#### JOB
Set down exactly the lines running from the line with "Could you please point out the tree trunk" to the end of the listing below, both ends included.

Image location labeling entries:
* * * * * * *
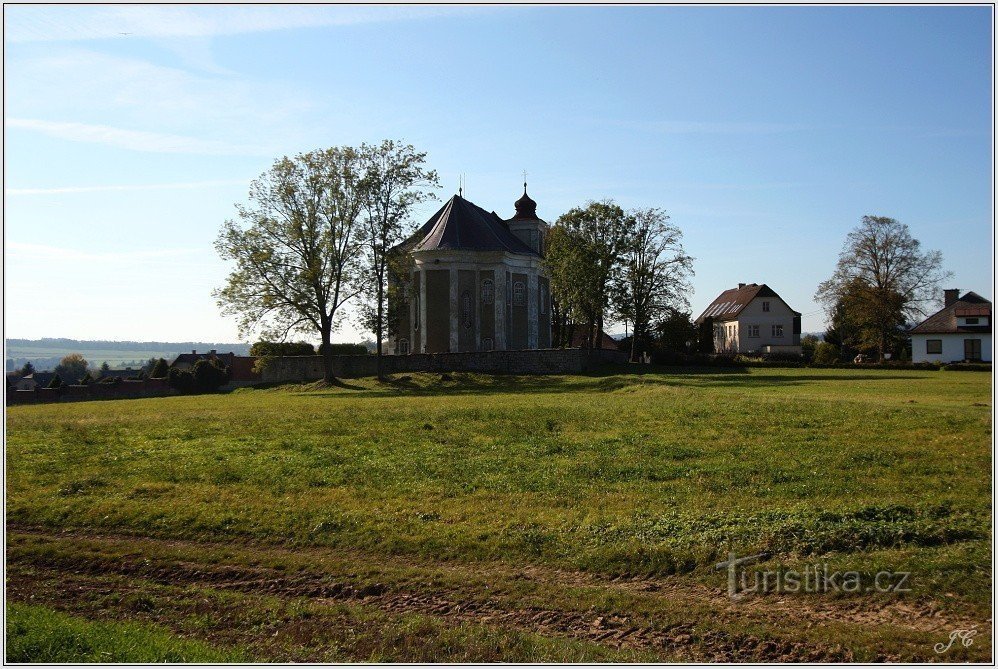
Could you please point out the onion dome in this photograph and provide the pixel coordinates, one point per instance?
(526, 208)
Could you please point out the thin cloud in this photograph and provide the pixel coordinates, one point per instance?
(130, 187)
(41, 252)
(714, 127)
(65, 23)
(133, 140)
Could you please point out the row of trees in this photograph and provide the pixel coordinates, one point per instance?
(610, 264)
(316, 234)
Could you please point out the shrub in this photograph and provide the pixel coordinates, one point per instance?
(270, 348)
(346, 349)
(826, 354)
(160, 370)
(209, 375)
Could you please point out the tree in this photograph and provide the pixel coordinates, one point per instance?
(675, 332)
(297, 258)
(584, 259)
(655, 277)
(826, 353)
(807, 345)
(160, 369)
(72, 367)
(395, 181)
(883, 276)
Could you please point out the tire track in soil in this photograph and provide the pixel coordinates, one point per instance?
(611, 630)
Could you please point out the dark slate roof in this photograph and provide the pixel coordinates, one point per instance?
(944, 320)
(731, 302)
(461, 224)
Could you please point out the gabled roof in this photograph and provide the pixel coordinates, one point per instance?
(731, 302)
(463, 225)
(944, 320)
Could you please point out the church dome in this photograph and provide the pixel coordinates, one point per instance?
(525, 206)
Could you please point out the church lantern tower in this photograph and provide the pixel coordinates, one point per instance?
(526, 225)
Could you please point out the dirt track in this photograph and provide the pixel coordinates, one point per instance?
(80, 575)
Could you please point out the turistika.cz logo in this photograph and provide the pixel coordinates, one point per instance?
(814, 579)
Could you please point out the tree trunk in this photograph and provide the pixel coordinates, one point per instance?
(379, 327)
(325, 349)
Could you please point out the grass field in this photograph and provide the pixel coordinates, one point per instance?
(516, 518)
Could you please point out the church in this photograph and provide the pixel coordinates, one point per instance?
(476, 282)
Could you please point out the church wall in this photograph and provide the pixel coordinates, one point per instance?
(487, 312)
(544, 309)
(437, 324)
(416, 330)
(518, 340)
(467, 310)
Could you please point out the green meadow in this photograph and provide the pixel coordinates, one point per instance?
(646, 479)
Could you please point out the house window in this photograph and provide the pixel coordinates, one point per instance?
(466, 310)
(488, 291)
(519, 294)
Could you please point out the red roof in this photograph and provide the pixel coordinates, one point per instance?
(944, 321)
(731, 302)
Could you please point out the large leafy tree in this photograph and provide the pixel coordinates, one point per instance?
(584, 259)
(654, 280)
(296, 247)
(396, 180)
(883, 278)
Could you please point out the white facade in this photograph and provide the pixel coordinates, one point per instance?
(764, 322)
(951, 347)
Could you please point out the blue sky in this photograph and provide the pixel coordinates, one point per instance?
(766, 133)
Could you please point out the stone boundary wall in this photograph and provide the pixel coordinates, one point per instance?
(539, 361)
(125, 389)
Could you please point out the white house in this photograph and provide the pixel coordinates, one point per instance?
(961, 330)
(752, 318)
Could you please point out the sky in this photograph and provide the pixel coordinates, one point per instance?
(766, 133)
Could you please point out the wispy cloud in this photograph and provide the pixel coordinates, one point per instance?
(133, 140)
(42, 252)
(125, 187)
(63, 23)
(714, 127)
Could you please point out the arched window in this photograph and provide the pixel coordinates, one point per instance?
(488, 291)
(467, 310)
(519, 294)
* * * * * * *
#### TASK RESPONSE
Could you please point out the tree trunk in this photograph and provide the pixel coordinates, one point per instance?
(379, 327)
(325, 349)
Could you please point out the grass field in this photograph and provide the pixel coordinates, one point per instance?
(516, 518)
Could you please point out the church in this photograph and provide the pixel coordinates, one point per instance?
(476, 282)
Could you please point out the church wall in this photograph and provide the pixel coordinates, one point per instance?
(487, 312)
(544, 309)
(437, 324)
(416, 330)
(518, 340)
(467, 310)
Could you please point out the green meadow in this photograph and provide the pixel coordinates, one point per instance?
(646, 479)
Could you please point out the house window in this photograph and provide the pixel coordinates, one point per instance?
(466, 310)
(488, 291)
(519, 294)
Could you please point out the red roof in this photograph and provide the pixel coordinates, one point per instance?
(944, 321)
(731, 302)
Could you please point out the large leafy tree in this photograph and provide the pixel coordinates, one point per instance?
(584, 259)
(654, 280)
(296, 247)
(396, 180)
(883, 278)
Could you please point out the white facade in this photograph and provide the pixel coordinates, one point per instance?
(764, 322)
(951, 347)
Could you please point out the blue sky in this photograph and provide the pixel coordinates, one point per instance?
(766, 133)
Could you please point out the stone boundary wall in this photograph and provide the pixel coordinates, one point per instance?
(539, 361)
(125, 389)
Could you please point out the white house in this photograph and provide the pixel coordinates, one point per instance?
(961, 330)
(752, 318)
Could you please point out the sky in this photograph and provide the pixel coordinates, one point per instance?
(766, 133)
Could you please point out the wispy cloud in this photograph and provide the pixel coordinates, one point per instance?
(133, 140)
(42, 252)
(125, 187)
(63, 23)
(714, 127)
Could you please point out the arched window in this photograph and provide the pixel coordinates, one point per instance?
(488, 291)
(467, 310)
(519, 294)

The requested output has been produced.